- WORK INSTRUCTION
Please copy out the records that follow exactly as they stand.

....

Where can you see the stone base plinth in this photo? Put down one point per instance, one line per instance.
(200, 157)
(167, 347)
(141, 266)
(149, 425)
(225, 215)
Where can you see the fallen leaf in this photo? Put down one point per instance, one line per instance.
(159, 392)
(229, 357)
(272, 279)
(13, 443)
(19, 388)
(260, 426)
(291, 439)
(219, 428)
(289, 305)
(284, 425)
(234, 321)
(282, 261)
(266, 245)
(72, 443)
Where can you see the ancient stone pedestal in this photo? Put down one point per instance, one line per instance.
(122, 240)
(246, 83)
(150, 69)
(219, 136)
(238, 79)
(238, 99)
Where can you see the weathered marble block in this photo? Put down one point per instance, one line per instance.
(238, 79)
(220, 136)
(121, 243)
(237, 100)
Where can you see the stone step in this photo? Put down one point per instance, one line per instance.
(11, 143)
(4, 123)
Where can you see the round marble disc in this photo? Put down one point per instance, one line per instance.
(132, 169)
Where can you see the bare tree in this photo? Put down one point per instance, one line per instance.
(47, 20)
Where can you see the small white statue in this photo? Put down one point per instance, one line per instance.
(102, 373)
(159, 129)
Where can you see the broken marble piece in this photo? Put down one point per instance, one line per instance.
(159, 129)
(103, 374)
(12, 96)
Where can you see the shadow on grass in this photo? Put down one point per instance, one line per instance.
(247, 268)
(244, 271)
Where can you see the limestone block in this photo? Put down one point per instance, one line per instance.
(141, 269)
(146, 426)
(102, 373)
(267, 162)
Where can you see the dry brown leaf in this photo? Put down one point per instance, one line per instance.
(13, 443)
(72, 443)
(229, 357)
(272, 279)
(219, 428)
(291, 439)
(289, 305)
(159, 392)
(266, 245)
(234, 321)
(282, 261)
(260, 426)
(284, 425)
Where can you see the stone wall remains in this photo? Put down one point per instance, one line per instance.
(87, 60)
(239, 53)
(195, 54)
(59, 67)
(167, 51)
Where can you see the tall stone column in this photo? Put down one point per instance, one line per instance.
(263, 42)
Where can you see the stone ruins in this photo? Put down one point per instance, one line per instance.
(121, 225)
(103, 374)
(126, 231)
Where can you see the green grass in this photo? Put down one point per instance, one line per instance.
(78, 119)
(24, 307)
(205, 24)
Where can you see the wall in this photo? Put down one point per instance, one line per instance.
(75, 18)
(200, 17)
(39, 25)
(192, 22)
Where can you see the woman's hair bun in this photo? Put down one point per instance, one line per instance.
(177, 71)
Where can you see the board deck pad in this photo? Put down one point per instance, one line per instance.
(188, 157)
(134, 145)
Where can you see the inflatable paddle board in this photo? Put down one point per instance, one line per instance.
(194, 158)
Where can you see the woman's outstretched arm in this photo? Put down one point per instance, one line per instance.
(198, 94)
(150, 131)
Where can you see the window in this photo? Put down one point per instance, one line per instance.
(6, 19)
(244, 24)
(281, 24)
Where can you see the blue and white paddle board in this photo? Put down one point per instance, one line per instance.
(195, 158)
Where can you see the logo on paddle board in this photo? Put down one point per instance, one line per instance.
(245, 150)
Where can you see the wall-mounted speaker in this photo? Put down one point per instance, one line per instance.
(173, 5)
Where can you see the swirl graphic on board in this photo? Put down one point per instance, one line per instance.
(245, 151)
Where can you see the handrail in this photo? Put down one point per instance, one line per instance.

....

- TASK ANSWER
Where can you see the stone base plinth in this photo? Put down one point per instance, one line per instance.
(200, 157)
(167, 347)
(141, 266)
(149, 425)
(225, 215)
Where can you see the fallen leaf in this photo? Put down one point per instance, one line per instance.
(159, 392)
(229, 357)
(272, 279)
(13, 443)
(19, 388)
(260, 426)
(291, 439)
(219, 428)
(289, 305)
(284, 425)
(234, 321)
(282, 261)
(266, 245)
(72, 443)
Where can you see the ancient stone pedestal in this photo? Put down one point per instance, one line per instance.
(122, 240)
(246, 83)
(150, 69)
(219, 136)
(238, 79)
(238, 99)
Where can you see the weathered marble block in this photo? Put down one point per instance, one line per instance.
(238, 79)
(220, 136)
(121, 243)
(237, 100)
Where can you see the stone step in this photo? Put down one point per instance, one line per instance.
(11, 143)
(4, 123)
Where can you see the round marble disc in this photo? Put down one point per instance, one line per instance.
(132, 169)
Where can you see the bare tree in this photo? Put down one point per instance, one line per instance.
(47, 20)
Where can you see the small white statue in this photo? Put down one point per instance, one line per instance.
(102, 373)
(159, 129)
Where can you see the broken marble piece in this photo? Put down one point per instance, one line per instance.
(159, 129)
(103, 374)
(12, 96)
Where can you see the shadow on grass in this photo? Put down one point per instance, one line per instance.
(247, 268)
(244, 271)
Where can you see the limestone block in this photo? Put down one point per instance, one line per instance.
(141, 269)
(146, 426)
(102, 373)
(267, 162)
Where can you see the dry brown leaf in this photo? Put down one point per instance, one line per instance.
(13, 443)
(72, 443)
(229, 357)
(272, 279)
(219, 428)
(291, 439)
(289, 305)
(159, 392)
(266, 245)
(234, 321)
(282, 261)
(260, 426)
(284, 425)
Where can you see the stone wall remains in this photo? Put down one point per instance, one line per instance.
(87, 60)
(239, 53)
(195, 54)
(59, 67)
(167, 51)
Where can you see the tall stone column in this photo? Put down one point per instance, one line per instance.
(263, 42)
Where can you see the stone ruins in this photo? Put down one point per instance, one line per instance.
(121, 225)
(103, 374)
(126, 231)
Where can you see the green grass in this photo? Put down one point per instance, one line per instance.
(78, 119)
(24, 307)
(205, 24)
Where can you see the wall in this photo? Put down one point per instance, one line per instance.
(75, 18)
(200, 17)
(39, 25)
(192, 22)
Where can you see the woman's hair bun in this photo? Put down one point per instance, one line per instance.
(177, 71)
Where can you see the board deck pad in this photo? Put down one point per instance, one line per instance.
(188, 157)
(134, 145)
Where can you see the inflatable paddle board in this photo? Put down one point per instance, one line per instance.
(194, 158)
Where can you see the woman's outstretched arm in this photo? Put down one point per instance, one line per instance.
(198, 94)
(150, 131)
Where can you see the window in this photo? Put down one point per instance, one line per instance.
(6, 19)
(244, 24)
(281, 24)
Where can you see the blue and white paddle board in this photo? Put down one point per instance, one line per instance.
(195, 158)
Where can you see the logo on paddle board in this photo? Put down one point per instance, one line per instance.
(245, 150)
Where can you see the wall-mounted speaker in this photo? Put down one point per instance, one line per instance.
(173, 5)
Where can you see the swirl graphic on board in this photo? Put down one point per instance, one line per instance.
(245, 151)
Where can you see the handrail in this photo? Put down one point per instance, one line per instance.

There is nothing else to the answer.